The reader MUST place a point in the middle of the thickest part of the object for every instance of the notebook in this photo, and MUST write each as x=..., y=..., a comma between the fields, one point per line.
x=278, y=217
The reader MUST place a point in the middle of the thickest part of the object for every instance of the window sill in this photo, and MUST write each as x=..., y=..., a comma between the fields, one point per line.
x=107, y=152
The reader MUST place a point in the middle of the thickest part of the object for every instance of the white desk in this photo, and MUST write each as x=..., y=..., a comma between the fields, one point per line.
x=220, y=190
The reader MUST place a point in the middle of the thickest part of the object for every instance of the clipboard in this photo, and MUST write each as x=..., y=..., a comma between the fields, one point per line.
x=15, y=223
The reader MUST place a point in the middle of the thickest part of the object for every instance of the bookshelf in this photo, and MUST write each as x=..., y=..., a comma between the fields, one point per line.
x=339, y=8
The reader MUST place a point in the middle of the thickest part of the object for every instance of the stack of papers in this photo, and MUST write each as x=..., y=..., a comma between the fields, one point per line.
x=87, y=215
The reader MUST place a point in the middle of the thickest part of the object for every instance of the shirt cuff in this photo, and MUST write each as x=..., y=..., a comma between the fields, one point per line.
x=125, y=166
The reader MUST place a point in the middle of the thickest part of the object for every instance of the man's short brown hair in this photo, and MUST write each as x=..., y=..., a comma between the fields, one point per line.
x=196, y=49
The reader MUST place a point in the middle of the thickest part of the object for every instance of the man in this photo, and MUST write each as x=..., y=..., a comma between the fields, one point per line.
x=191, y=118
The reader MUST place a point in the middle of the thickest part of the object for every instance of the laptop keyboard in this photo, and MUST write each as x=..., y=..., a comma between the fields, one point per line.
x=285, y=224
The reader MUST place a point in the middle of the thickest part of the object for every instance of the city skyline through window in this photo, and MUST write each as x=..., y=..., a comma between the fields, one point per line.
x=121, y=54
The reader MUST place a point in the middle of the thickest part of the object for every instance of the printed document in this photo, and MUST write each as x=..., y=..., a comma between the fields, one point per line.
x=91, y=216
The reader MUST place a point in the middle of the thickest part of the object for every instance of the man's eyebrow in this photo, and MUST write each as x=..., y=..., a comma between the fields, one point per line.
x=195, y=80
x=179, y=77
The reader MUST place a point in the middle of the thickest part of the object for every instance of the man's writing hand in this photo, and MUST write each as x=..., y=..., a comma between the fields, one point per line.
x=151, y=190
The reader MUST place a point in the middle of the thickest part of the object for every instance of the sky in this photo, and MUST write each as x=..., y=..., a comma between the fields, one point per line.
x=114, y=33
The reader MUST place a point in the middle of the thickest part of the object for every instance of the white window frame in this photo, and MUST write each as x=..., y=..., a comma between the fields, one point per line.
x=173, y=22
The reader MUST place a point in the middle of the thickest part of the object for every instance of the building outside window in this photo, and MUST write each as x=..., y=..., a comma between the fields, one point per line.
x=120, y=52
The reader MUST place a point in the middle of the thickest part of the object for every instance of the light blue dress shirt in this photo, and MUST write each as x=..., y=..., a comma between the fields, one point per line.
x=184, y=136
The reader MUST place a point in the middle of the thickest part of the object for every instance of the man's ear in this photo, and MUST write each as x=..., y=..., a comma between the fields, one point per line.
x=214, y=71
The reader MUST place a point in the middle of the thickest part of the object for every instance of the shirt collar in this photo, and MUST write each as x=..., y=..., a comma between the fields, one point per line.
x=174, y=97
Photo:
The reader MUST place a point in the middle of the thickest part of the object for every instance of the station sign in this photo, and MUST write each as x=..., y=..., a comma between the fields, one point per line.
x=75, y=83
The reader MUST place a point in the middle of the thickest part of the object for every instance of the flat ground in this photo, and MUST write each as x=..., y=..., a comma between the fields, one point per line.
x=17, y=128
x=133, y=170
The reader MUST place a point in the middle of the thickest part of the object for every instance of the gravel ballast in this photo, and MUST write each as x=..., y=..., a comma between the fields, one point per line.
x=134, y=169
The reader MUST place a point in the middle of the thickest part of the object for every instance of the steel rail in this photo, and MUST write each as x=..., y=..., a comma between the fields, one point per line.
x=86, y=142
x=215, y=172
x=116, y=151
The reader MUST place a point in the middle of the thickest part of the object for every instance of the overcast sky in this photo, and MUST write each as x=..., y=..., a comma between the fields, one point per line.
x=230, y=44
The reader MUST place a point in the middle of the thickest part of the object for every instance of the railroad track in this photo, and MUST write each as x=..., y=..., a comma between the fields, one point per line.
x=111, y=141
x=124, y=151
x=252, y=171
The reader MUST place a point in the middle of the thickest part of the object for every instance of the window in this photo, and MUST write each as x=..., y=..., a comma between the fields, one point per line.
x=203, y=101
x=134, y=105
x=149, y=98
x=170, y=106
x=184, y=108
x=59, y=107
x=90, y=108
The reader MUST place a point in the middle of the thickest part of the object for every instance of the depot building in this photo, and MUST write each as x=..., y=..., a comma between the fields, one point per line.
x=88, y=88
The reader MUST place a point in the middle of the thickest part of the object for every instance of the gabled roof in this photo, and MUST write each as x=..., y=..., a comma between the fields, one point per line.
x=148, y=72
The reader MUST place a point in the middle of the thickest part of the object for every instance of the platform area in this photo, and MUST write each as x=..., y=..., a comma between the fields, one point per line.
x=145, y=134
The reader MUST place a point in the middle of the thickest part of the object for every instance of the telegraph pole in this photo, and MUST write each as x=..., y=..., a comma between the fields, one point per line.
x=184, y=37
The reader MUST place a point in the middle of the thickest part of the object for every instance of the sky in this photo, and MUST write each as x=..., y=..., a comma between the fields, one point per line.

§ §

> WHAT NEEDS TO BE DONE
What this exercise asks for is the data above, retyped exactly.

> ANSWER SPACE
The reader MUST place a point in the middle of the thickest part of the object for every instance of the notebook in this photo, and MUST write each as x=..., y=..., a comma between the fields, one point per line.
x=278, y=217
The reader MUST place a point in the middle of the thickest part of the object for every instance of the window sill in this photo, and MUST write each as x=..., y=..., a comma between the fields, one point per line.
x=107, y=152
The reader MUST place a point in the middle of the thickest part of the object for every instance of the white desk in this photo, and MUST write each as x=..., y=..., a comma between the fields, one point per line.
x=220, y=190
The reader MUST place a point in the middle of the thickest part of the object for every instance of the clipboard in this photo, and MUST write each as x=..., y=..., a comma between the fields, one point per line.
x=15, y=223
The reader MUST place a point in the middle of the thickest part of the object for every instance of the bookshelf in this photo, and MUST write each as x=..., y=..., a comma between the fields, one point per line.
x=339, y=8
The reader MUST place a point in the middle of the thickest part of the object for every instance of the stack of papers in this photo, and MUST write each as x=..., y=..., a comma between the fields, one point per line.
x=87, y=215
The reader MUST place a point in the middle of the thickest part of the object for every instance of the shirt cuff in this photo, and MUST write each as x=..., y=..., a comma between the fields, one point per line.
x=125, y=166
The reader MUST place a point in the middle of the thickest part of the object for every instance of the man's short brown hair in this photo, and MUST write each as x=..., y=..., a comma between the fields, one point per line.
x=196, y=49
The reader MUST place a point in the middle of the thickest part of the object for every instance of the man in this photo, and MUST write each as x=..., y=..., a comma between the fields, one point per line.
x=191, y=118
The reader MUST place a point in the middle of the thickest part of the object for every instance of the laptop keyboard in this photo, and MUST write each as x=..., y=..., a comma between the fields, one point per line.
x=285, y=224
The reader MUST place a point in the middle of the thickest part of the object for every instance of the city skyline through window in this photo, and MUST write each as x=..., y=..., a comma between the fields, one point per line.
x=121, y=54
The reader MUST place a point in the middle of the thickest part of the object for every instance of the printed document in this photo, and MUST write each as x=..., y=..., a comma between the fields, one point per line.
x=91, y=216
The reader MUST place a point in the middle of the thickest part of the object for every instance of the man's eyebrow in this photo, and MUST write each as x=..., y=..., a comma between the fields, one point per line.
x=195, y=80
x=179, y=77
The reader MUST place a point in the middle of the thickest part of the object for every instance of the man's writing hand in this photo, and MUST write each as x=..., y=..., a comma between the fields, one point per line.
x=151, y=190
The reader MUST place a point in the middle of the thickest part of the object for every instance of the sky in this photo, and MUST write each as x=..., y=..., a comma between the fields, one point per line.
x=114, y=33
The reader MUST place a point in the middle of the thickest part of the object for every instance of the white window frame in this photo, and MUST write each as x=..., y=..., a comma between the fields, one point per line.
x=173, y=22
The reader MUST place a point in the middle of the thickest part of the object for every instance of the building outside window in this photo, and MUST write each as x=..., y=..., a comma between the fields, one point per line.
x=120, y=52
The reader MUST place a point in the middle of the thickest part of the object for every instance of the light blue dress shirt in this photo, and MUST write each as x=..., y=..., a comma between the fields, one point per line.
x=184, y=136
The reader MUST place a point in the middle of the thickest part of the object for every instance of the man's ear in this photo, and MUST write each as x=..., y=..., a comma between the fields, one point per line.
x=214, y=71
The reader MUST place a point in the middle of the thickest part of the object for every instance of the shirt collar in this photo, and MUST write each as x=..., y=..., a comma between the fields, one point per line.
x=174, y=97
Photo:
The reader MUST place a point in the middle of the thickest part of the object for every instance of the station sign in this photo, and MUST write each as x=..., y=..., a comma between the fields, one point per line.
x=75, y=83
The reader MUST place a point in the middle of the thickest part of the object for every instance of the flat ground in this photo, and MUST write each as x=..., y=..., a comma between the fields, one point per line.
x=17, y=128
x=133, y=170
The reader MUST place a point in the middle of the thickest part of the object for every instance of the gravel ballast in this photo, and MUST write each as x=..., y=..., a comma between the fields, one point per line.
x=134, y=169
The reader MUST place a point in the middle of the thickest part of the object for every instance of the steel rail in this photo, and MUST write each as x=..., y=..., a comma between the fields, one point per line.
x=86, y=142
x=215, y=172
x=116, y=151
The reader MUST place a point in the middle of the thickest part of the object for every instance of the overcast sky in this photo, and MUST write each as x=..., y=..., a comma between the fields, one point per line.
x=230, y=44
The reader MUST place a point in the middle of the thickest part of the object for every instance of the railroad track in this photo, and MUST write each as x=..., y=..., a comma between the fields, one point per line.
x=111, y=141
x=124, y=151
x=252, y=171
The reader MUST place a point in the middle of the thickest part of the object for every instance of the window in this photo, and MUST write each as x=..., y=..., a comma between the fields, one point per line.
x=203, y=101
x=134, y=105
x=149, y=98
x=170, y=106
x=184, y=108
x=59, y=107
x=90, y=108
The reader MUST place a point in the middle of the thickest part of the object for every instance of the depot building in this photo, and MUST write each as x=..., y=..., a comma between the fields, one point per line.
x=88, y=88
The reader MUST place a point in the middle of the thickest part of the object for every instance of the gabled roof in this photo, and MUST write each as x=..., y=..., a comma between the fields, one point per line.
x=148, y=72
The reader MUST place a point in the middle of the thickest part of the object for every instance of the platform area in this photo, and MUST write each as x=..., y=..., a comma between the fields, one point per line.
x=145, y=134
The reader MUST place a point in the middle of the thickest part of the object for every instance of the telegraph pole in this photo, and MUST write each as x=..., y=..., a comma between the fields, one point per line.
x=184, y=37
The reader MUST place a point in the middle of the thickest part of the object for every instance of the sky in this photo, and MUST write each as x=..., y=..., a comma between the fields, one point per line.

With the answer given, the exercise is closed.